EXERCISE DETAILS: Reproduce the data verbatim from the line containing "segment the dealer license plate" through the final line of the data, inclusive. Omit the pictures.

DATA LISTING:
_____

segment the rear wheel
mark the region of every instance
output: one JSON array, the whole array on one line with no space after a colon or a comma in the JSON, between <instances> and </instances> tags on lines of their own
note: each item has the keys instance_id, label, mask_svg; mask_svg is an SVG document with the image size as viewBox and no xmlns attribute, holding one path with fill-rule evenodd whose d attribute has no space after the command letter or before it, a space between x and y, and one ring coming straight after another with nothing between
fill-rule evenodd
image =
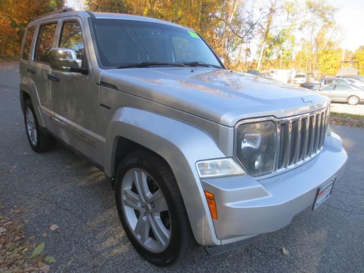
<instances>
[{"instance_id":1,"label":"rear wheel","mask_svg":"<svg viewBox=\"0 0 364 273\"><path fill-rule=\"evenodd\" d=\"M171 170L151 153L134 152L116 176L115 197L125 233L145 258L167 266L185 257L195 243Z\"/></svg>"},{"instance_id":2,"label":"rear wheel","mask_svg":"<svg viewBox=\"0 0 364 273\"><path fill-rule=\"evenodd\" d=\"M44 131L39 125L34 109L30 99L24 104L24 122L27 136L33 150L40 152L52 149L57 143L53 137Z\"/></svg>"},{"instance_id":3,"label":"rear wheel","mask_svg":"<svg viewBox=\"0 0 364 273\"><path fill-rule=\"evenodd\" d=\"M356 105L359 101L359 98L356 96L351 96L348 99L348 103L350 105Z\"/></svg>"}]
</instances>

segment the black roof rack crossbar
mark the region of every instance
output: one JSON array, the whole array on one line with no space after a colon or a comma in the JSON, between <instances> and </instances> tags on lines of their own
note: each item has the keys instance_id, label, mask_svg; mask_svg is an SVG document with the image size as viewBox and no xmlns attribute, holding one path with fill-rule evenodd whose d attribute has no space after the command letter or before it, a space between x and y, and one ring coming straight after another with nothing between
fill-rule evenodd
<instances>
[{"instance_id":1,"label":"black roof rack crossbar","mask_svg":"<svg viewBox=\"0 0 364 273\"><path fill-rule=\"evenodd\" d=\"M72 8L65 8L61 9L57 9L56 11L52 11L51 12L48 12L48 13L46 13L45 14L43 14L43 15L32 18L31 21L32 21L35 20L37 20L37 19L39 19L40 18L42 18L42 17L44 17L46 16L50 15L51 14L55 14L58 13L63 13L63 12L68 12L70 11L75 11L75 9Z\"/></svg>"}]
</instances>

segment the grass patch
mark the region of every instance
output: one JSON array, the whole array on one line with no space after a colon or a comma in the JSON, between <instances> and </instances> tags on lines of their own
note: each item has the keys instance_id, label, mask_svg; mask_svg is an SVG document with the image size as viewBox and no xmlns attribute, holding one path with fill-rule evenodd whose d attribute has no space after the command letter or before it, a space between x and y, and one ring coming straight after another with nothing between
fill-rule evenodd
<instances>
[{"instance_id":1,"label":"grass patch","mask_svg":"<svg viewBox=\"0 0 364 273\"><path fill-rule=\"evenodd\" d=\"M364 121L364 114L363 115L355 115L354 114L347 114L346 113L337 113L336 112L331 112L330 113L330 116L333 118L336 117L341 118L349 118L351 119Z\"/></svg>"}]
</instances>

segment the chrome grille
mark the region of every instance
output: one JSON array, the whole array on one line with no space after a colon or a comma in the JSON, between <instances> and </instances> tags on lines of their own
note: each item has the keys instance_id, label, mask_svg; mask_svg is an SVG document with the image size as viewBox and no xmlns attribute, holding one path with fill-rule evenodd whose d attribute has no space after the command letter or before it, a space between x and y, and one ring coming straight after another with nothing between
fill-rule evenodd
<instances>
[{"instance_id":1,"label":"chrome grille","mask_svg":"<svg viewBox=\"0 0 364 273\"><path fill-rule=\"evenodd\" d=\"M308 160L322 149L326 135L328 108L280 119L274 171Z\"/></svg>"}]
</instances>

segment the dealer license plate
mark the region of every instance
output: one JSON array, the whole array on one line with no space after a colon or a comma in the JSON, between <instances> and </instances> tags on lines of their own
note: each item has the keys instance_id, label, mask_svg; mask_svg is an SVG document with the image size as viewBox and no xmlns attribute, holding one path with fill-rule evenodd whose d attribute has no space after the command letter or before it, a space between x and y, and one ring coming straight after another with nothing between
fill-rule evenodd
<instances>
[{"instance_id":1,"label":"dealer license plate","mask_svg":"<svg viewBox=\"0 0 364 273\"><path fill-rule=\"evenodd\" d=\"M315 199L313 206L312 207L313 210L321 205L330 196L331 191L332 190L332 187L334 186L335 179L335 178L331 179L317 189L316 199Z\"/></svg>"}]
</instances>

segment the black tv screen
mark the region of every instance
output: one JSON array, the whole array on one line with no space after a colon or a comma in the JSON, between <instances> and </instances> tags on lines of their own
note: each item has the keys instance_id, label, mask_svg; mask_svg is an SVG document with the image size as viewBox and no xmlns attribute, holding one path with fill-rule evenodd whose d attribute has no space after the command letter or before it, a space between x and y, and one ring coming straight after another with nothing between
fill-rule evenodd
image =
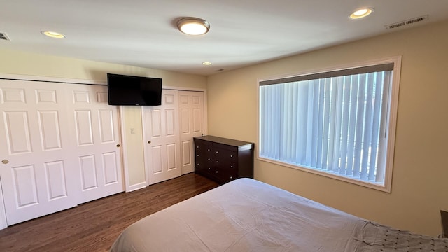
<instances>
[{"instance_id":1,"label":"black tv screen","mask_svg":"<svg viewBox=\"0 0 448 252\"><path fill-rule=\"evenodd\" d=\"M109 105L157 106L162 102L162 79L107 74Z\"/></svg>"}]
</instances>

_____

CORRECT RESULT:
segment the dealer license plate
mark the region of every instance
output: one JSON array, the whole array on one line with no space after a colon or a comma in the JSON, between <instances> and </instances> tags on lines of their own
note: each item has the keys instance_id, label, mask_svg; mask_svg is an SVG document with the image size as viewBox and no xmlns attribute, holding one path with fill-rule evenodd whose d attribute has no space after the command letter or before it, a space between x and y, and one ring coming straight after another with nothing between
fill-rule evenodd
<instances>
[{"instance_id":1,"label":"dealer license plate","mask_svg":"<svg viewBox=\"0 0 364 273\"><path fill-rule=\"evenodd\" d=\"M315 199L313 206L312 207L313 210L321 205L330 196L331 191L332 190L332 187L334 186L335 179L335 178L331 179L317 189L316 199Z\"/></svg>"}]
</instances>

segment the black tv screen
mark the region of every instance
output: one JSON array, the whole array on one line with no space after a colon or a comma in the JSON, between <instances> and </instances> tags on lines of their own
note: each item has the keys instance_id, label, mask_svg; mask_svg is an SVG document with the image size as viewBox and no xmlns attribute, holding one path with fill-rule evenodd whose d attribute has no space after the command letter or before it, a space between x and y, and one ring coming straight after another with nothing between
fill-rule evenodd
image =
<instances>
[{"instance_id":1,"label":"black tv screen","mask_svg":"<svg viewBox=\"0 0 448 252\"><path fill-rule=\"evenodd\" d=\"M109 105L157 106L162 102L162 79L107 74Z\"/></svg>"}]
</instances>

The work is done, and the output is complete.